** Record extracts **

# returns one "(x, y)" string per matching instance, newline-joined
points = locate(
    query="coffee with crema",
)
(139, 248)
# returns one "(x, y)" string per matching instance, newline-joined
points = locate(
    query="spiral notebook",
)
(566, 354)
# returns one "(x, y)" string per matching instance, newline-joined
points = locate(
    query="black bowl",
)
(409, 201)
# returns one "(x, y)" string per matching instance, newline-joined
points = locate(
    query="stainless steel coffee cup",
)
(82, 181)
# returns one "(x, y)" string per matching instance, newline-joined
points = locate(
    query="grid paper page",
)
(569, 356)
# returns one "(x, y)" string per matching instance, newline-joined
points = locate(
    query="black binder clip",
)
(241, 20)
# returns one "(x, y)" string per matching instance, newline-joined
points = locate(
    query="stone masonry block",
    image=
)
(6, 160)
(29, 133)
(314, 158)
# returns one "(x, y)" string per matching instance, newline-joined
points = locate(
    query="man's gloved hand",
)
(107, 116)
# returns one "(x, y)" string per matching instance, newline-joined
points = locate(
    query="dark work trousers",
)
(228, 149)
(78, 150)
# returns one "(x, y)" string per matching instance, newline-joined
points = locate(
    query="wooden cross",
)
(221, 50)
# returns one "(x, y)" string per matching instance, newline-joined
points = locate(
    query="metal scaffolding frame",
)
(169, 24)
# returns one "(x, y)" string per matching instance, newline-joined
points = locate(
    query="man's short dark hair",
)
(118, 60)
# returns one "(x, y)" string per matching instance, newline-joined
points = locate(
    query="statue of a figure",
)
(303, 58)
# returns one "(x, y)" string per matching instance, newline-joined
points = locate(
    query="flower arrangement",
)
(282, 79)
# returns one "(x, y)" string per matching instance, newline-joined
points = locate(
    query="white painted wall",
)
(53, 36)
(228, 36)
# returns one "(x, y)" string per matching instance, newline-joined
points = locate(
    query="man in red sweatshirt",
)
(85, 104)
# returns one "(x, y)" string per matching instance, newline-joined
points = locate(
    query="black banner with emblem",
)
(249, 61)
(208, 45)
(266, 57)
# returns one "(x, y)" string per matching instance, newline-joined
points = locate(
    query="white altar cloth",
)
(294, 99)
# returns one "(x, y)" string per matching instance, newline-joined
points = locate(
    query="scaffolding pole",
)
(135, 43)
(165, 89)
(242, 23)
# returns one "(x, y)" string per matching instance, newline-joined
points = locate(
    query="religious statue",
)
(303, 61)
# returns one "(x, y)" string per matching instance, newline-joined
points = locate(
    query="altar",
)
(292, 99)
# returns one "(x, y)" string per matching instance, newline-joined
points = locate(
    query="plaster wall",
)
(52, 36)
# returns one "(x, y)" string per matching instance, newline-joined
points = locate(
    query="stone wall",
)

** Exercise **
Copy each line in the rows above that contains the word "white".

** Problem solution **
    query="white painted wall",
    query="white altar cloth",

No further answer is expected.